# Tips for winter squatting?



## janktoaster (Sep 3, 2015)

Seems like I may be squatting in the wilds of Massachusetts this winter. The house is in good condition, but I've lived through Massachusetts winters and now how cruel they can be. I've also never squatted a place long term, or really even more than a night...

So, any hints, tricks, or tips? I know about layers and all that, but I want some advice from people who've done it! Thanks y'all


----------



## psychofoamer (Sep 3, 2015)

https://squattheplanet.com/threads/keeping-warm-warming-insulation-for-squats-in-the-winter.1581/


----------



## Matt Derrick (Sep 3, 2015)

removed the resouces tab since this doesn't have any in it...


----------



## janktoaster (Sep 3, 2015)

My bad, I thought it meant I was searching for resources.... sorry, I'm stoned


----------



## landpirate (Sep 3, 2015)

Having squatted a few houses over winter times your best bet is to keep one room warm. Its impossible to keep a whole house at a habitable temperature in winter. So if you can get one room comfortable sleep/live in that one room. Spend all your efforts on making that one place warm. cling film (saran wrap!) over windows acts as secondary glazing. hang blankets over windows to keep drafts out, do the same on doors.

Don't get your clothes wet if you can help it because getting them dry in a cold house is hard and will create dampness which is shit to live in. Also, the more people in a room the warmer it gets so if you can get other people to stay that helps.

◆ ◆ ◆ ◆ ◆ ◆ ◆

* TO DO
Extend the winter squatting thread by writing what comes next after its last sentence.

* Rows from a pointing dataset

◆ ◆ ◆ ◆ ◆ ◆ ◆

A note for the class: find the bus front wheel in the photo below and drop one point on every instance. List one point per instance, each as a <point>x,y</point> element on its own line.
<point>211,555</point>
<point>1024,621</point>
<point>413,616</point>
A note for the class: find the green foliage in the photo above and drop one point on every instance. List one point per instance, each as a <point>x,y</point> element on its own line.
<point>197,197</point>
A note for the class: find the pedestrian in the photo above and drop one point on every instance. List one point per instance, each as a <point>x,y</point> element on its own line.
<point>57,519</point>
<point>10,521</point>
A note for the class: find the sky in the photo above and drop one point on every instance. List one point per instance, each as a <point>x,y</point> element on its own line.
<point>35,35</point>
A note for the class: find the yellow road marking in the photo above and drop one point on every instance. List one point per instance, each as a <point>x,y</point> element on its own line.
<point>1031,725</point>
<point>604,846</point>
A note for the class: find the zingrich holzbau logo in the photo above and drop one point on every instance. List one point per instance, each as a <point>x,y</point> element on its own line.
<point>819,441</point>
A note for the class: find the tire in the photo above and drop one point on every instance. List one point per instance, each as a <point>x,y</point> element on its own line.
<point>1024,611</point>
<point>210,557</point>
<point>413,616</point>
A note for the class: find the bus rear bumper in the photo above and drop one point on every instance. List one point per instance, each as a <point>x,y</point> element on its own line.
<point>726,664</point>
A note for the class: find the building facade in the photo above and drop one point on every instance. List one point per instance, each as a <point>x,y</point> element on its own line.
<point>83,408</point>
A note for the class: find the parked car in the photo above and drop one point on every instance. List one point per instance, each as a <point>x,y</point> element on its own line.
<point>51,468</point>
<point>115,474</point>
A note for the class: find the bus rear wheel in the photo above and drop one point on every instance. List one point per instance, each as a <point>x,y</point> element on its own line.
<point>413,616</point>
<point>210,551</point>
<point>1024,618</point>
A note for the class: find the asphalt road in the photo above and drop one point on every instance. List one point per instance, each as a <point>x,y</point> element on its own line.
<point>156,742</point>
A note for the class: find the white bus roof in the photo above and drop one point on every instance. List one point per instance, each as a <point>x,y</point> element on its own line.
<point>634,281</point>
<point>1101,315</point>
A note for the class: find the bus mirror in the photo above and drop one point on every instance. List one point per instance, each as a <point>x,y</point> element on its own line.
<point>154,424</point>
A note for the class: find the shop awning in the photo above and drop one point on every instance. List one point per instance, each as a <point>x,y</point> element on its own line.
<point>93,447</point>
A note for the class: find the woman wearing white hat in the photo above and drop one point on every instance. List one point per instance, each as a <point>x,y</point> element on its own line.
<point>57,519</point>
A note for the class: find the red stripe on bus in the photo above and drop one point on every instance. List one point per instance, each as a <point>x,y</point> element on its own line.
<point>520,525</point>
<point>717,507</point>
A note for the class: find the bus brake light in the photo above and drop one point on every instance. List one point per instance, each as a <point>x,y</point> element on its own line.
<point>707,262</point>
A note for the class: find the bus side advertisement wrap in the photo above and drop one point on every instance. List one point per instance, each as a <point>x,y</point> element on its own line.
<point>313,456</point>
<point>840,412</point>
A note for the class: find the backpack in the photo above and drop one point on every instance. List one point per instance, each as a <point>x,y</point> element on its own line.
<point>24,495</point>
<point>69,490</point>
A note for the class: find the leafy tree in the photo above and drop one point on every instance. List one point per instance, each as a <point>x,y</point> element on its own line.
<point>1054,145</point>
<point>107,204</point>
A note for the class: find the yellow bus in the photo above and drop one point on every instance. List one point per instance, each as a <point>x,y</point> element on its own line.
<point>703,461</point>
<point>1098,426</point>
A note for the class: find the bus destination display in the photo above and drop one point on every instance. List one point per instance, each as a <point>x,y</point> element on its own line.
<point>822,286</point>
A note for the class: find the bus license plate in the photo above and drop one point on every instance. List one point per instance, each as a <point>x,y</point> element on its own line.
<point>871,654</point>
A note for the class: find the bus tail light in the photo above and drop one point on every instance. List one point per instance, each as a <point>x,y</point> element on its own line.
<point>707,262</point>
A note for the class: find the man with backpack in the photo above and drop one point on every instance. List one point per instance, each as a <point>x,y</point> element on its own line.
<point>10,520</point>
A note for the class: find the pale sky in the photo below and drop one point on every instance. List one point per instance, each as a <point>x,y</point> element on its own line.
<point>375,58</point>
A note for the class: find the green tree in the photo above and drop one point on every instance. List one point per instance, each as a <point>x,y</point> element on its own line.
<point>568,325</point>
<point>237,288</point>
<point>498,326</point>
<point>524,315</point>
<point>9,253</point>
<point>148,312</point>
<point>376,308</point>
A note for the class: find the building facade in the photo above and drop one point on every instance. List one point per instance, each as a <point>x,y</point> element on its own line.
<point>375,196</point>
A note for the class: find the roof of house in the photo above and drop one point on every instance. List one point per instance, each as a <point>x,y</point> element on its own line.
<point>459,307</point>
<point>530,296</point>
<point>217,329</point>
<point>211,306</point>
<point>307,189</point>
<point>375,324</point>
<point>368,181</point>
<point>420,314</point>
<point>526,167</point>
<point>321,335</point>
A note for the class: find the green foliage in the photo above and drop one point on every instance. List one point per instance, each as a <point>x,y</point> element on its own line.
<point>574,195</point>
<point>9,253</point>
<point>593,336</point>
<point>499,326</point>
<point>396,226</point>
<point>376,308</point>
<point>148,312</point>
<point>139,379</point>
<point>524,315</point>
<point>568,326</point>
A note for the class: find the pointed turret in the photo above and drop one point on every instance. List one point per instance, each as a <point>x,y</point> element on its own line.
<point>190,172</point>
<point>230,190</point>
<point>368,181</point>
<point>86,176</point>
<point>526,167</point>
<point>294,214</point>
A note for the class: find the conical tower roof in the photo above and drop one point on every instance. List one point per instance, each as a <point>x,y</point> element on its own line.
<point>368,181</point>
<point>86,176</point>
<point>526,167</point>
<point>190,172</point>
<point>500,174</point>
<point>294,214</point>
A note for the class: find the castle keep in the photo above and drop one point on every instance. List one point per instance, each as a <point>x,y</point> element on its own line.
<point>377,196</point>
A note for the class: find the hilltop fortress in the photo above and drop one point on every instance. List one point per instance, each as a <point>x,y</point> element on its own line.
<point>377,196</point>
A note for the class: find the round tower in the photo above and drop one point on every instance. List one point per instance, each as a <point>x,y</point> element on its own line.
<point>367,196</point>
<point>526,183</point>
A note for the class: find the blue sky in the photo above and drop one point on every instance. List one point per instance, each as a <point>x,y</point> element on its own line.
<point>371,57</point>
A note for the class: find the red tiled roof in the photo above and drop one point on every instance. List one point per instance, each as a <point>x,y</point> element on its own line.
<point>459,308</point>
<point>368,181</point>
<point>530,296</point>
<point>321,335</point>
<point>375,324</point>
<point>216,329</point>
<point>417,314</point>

◆ ◆ ◆ ◆ ◆ ◆ ◆

* FINAL RESULT
It kind of goes without saying but be really careful if you are having fires/lighting candles in your sleeping area. Carbon Monoxide kills and obviously fires do too.


----------



## wombatt (Sep 4, 2015)

cardboard with blankets on top for the walls. the more insulated your sleeping space is the better. also getting a dog is great for heat and is a better friend than anyone else you could meet.


----------



## Hillbilly Castro (Sep 13, 2015)

I'd honestly get a couple goats and snuggle with em in the winter.


----------



## XanderMenanderer (Oct 9, 2015)

Aww man I've never done along term winter squat, wish I could join you. Anyways here's a few tricks I've come across, get a bunch of emergency blankets and cover the floors, doors, windows, etc. Paint can with a roll of TP in it (cardboard removed) doused in a fuel source, is an awesome space heater and lasts awhile. Like they said above lots of blankets, movers blankets are great, sleeping bags, shit I've even set a tent up in a room and covered that ha. Oh a dog or a partner are great heat sources as well. Lol Good Luck!


----------



## Hillbilly Castro (Oct 9, 2015)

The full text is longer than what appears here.